**Data records**:
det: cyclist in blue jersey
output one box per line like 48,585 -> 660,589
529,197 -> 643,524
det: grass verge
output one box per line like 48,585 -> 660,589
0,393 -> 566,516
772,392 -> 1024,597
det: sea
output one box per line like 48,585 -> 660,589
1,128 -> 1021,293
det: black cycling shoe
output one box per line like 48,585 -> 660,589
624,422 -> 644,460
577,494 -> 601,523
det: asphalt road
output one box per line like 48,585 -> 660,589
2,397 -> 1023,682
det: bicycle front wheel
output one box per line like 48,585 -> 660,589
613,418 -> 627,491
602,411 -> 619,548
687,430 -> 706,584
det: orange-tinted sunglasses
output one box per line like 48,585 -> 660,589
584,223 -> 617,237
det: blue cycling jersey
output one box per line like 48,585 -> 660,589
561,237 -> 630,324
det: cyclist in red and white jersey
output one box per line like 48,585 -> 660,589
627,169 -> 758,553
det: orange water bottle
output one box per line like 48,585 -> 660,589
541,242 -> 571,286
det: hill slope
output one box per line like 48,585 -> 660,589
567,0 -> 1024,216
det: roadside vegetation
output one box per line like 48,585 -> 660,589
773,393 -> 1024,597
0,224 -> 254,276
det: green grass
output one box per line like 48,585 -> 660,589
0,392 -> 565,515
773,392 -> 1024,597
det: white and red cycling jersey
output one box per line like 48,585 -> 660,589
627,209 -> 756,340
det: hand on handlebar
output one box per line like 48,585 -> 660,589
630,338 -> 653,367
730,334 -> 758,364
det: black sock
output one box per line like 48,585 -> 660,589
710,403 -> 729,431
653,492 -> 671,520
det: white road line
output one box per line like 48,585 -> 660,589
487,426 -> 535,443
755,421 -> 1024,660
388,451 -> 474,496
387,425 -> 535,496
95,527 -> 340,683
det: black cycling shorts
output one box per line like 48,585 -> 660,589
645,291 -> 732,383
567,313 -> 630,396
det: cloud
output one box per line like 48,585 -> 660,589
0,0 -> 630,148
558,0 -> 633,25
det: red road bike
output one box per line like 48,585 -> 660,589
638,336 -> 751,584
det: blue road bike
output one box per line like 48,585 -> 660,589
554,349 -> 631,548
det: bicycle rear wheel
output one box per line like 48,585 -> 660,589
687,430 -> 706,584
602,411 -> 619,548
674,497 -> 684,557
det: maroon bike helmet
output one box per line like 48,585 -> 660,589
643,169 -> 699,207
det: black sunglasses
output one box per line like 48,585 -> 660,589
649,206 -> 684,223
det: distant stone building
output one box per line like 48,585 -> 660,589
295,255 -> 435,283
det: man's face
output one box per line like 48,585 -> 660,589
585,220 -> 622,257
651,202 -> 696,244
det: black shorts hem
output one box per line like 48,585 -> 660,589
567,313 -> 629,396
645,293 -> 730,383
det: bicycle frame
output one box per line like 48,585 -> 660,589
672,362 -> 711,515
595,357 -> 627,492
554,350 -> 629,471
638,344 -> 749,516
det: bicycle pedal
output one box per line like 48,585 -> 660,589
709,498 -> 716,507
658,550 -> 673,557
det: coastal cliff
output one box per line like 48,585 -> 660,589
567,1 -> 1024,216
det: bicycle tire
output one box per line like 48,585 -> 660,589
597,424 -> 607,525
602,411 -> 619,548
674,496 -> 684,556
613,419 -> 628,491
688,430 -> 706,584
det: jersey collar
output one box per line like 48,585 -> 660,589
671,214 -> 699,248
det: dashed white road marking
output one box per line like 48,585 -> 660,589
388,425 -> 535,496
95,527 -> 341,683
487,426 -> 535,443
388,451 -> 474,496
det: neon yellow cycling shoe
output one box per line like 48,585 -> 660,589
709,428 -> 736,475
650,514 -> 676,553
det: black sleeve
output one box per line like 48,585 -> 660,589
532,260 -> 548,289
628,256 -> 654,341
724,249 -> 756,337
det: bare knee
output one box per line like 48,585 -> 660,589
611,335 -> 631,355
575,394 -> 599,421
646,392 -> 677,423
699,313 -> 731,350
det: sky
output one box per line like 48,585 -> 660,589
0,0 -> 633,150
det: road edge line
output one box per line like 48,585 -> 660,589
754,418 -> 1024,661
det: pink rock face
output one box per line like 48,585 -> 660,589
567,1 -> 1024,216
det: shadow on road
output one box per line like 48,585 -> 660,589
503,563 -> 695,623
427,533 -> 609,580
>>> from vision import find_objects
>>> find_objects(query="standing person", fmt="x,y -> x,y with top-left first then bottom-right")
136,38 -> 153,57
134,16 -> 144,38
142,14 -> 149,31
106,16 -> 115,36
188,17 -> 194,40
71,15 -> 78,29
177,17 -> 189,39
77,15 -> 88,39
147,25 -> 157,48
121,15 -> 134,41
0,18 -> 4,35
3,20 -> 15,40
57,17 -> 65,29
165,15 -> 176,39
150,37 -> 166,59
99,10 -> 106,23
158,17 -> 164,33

**Exercise requirements**: Retype the entries exactly, please. Leave no line out.

**Result**:
det: cyclist in blue jersey
output one box per line like 48,585 -> 660,589
529,197 -> 643,524
det: grass verge
output one box per line like 48,585 -> 660,589
0,393 -> 566,516
772,392 -> 1024,597
det: sea
output one box per line like 48,585 -> 660,589
1,128 -> 1021,293
det: black cycling shoe
output one box per line like 48,585 -> 660,589
624,422 -> 644,460
577,494 -> 601,523
det: asphalt road
output one box per line like 48,585 -> 660,589
2,397 -> 1023,682
det: bicycle front wheel
output one box per line like 48,585 -> 660,589
613,418 -> 627,491
602,411 -> 619,548
687,430 -> 706,584
det: orange-tinted sunglasses
output one box per line like 48,585 -> 660,589
584,223 -> 617,237
det: blue cycling jersey
output one box per line like 48,585 -> 660,589
561,237 -> 630,324
det: cyclist in red and white jersey
output one box per line like 48,585 -> 660,589
627,169 -> 758,553
det: orange water bottle
output one box per line like 48,585 -> 660,589
541,242 -> 571,286
det: hill slope
output one box per line like 48,585 -> 660,589
567,0 -> 1024,216
det: roadside vegetation
output one box per line like 48,585 -> 660,589
773,393 -> 1024,597
0,224 -> 254,276
det: green grass
output one box per line like 48,585 -> 660,589
0,392 -> 565,515
773,392 -> 1024,597
det: white and red cycling jersey
output one box per line like 48,585 -> 660,589
627,209 -> 756,340
det: hand on handlebar
output one box per line like 48,585 -> 660,589
630,338 -> 653,367
730,334 -> 758,364
det: black sock
output one box per line like 48,585 -> 660,589
710,403 -> 729,431
653,492 -> 671,520
det: white road line
output one box per line like 48,585 -> 660,589
487,426 -> 535,443
755,421 -> 1024,660
388,451 -> 474,496
387,425 -> 535,496
95,527 -> 340,683
det: black cycling shorts
output one box per line like 48,585 -> 660,589
645,291 -> 732,383
567,313 -> 630,396
det: cloud
output one box per line like 48,585 -> 660,589
0,0 -> 630,148
558,0 -> 633,25
det: red road bike
output one box per line like 48,585 -> 660,589
638,336 -> 751,584
det: blue road bike
output one box per line like 48,585 -> 660,589
554,349 -> 631,548
det: bicycle rear wheel
output one box per line like 48,585 -> 660,589
687,430 -> 706,584
602,411 -> 619,548
674,497 -> 684,557
det: maroon bike helmet
output one box per line like 48,585 -> 660,589
643,169 -> 699,207
det: black sunglasses
output one box per line like 48,585 -> 660,589
649,206 -> 684,223
det: distant stone building
output one box per line like 48,585 -> 660,589
295,255 -> 435,283
det: man's face
output one box per line like 48,585 -> 660,589
585,220 -> 622,257
651,202 -> 696,244
det: black shorts hem
output one box per line like 48,585 -> 660,589
567,313 -> 629,396
645,293 -> 730,383
det: bicycle frame
output one box per line like 48,585 -> 660,589
672,362 -> 711,515
595,357 -> 627,492
554,350 -> 629,471
638,344 -> 749,516
det: bicycle pedal
output one box per line like 48,585 -> 660,589
709,498 -> 716,507
658,550 -> 673,557
det: coastal cliff
output one box per line like 48,585 -> 660,589
567,1 -> 1024,216
det: bicycle tire
output one box per line like 48,585 -> 660,589
597,424 -> 607,525
602,411 -> 619,548
674,496 -> 684,556
613,419 -> 628,491
688,430 -> 706,584
det: jersey collar
output one box per line like 48,585 -> 660,589
671,214 -> 699,248
det: dashed white road marking
output one box per line like 48,585 -> 660,589
388,425 -> 535,496
95,527 -> 341,683
487,426 -> 535,443
388,451 -> 474,496
det: neon yellow cycling shoe
output one box per line like 48,585 -> 660,589
709,428 -> 736,475
650,514 -> 676,553
det: black sleeve
output one box per line like 48,585 -> 660,589
532,260 -> 548,289
628,256 -> 654,341
724,249 -> 756,337
det: bare knee
output one box per line like 48,585 -> 660,589
611,335 -> 631,355
575,394 -> 599,421
646,392 -> 677,423
699,313 -> 731,350
det: sky
output one box per line like 48,585 -> 660,589
0,0 -> 633,150
det: road edge line
output one box per line like 48,585 -> 660,589
754,418 -> 1024,661
det: pink rock face
output one box per line like 48,585 -> 660,589
567,1 -> 1024,216
det: shadow on road
output one box per line like 48,585 -> 660,589
503,563 -> 695,623
427,533 -> 609,580
>>> from vision import find_objects
>>> find_objects(query="standing person", fmt="x,y -> x,y with top-left first then bottom-right")
136,38 -> 153,57
134,16 -> 144,38
142,14 -> 149,31
106,16 -> 115,36
188,17 -> 194,40
71,15 -> 78,29
177,17 -> 189,39
77,15 -> 88,39
147,25 -> 157,48
121,15 -> 134,41
0,18 -> 4,35
3,20 -> 15,40
57,17 -> 65,29
165,15 -> 176,39
150,37 -> 166,59
99,10 -> 106,23
158,17 -> 164,33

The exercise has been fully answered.